__TASK DESCRIPTION__
Please gather every line of the data below that contains the word "bowl". Copy each such line in full.
── DATA SHOWN
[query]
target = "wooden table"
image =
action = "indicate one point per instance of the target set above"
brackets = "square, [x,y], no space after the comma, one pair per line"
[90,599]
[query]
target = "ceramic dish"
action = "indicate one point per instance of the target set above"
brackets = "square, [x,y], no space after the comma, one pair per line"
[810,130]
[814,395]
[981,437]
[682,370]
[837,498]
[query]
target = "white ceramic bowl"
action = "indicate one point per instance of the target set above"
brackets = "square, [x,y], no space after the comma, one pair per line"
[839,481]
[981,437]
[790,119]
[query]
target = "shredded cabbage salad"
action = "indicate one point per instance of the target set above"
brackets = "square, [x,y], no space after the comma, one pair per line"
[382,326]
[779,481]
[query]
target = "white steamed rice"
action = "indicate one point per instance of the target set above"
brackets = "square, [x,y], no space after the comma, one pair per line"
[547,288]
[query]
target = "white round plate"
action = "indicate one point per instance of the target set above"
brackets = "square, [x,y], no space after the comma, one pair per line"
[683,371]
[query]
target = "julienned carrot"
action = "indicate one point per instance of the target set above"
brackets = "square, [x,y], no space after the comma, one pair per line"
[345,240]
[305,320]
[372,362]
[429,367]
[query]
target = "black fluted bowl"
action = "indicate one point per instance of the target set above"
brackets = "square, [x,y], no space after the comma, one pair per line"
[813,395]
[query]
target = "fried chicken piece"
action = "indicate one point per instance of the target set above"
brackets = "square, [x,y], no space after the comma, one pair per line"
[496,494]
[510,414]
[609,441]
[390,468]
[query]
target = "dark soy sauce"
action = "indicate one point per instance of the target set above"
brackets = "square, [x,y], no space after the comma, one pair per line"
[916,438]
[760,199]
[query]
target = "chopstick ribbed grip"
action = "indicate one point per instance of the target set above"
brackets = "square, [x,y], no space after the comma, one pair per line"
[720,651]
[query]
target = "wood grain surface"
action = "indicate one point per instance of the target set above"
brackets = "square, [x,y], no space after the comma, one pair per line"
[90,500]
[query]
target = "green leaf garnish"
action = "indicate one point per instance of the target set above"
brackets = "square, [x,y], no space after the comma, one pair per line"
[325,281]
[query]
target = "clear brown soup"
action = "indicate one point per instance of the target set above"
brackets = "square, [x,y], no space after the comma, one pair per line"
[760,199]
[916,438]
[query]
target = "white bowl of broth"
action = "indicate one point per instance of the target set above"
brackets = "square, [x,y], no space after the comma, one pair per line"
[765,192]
────
__EXPECTED ANSWER__
target = "white ceramic bowl"
target = "black fluted bowl"
target = "white bowl of broth"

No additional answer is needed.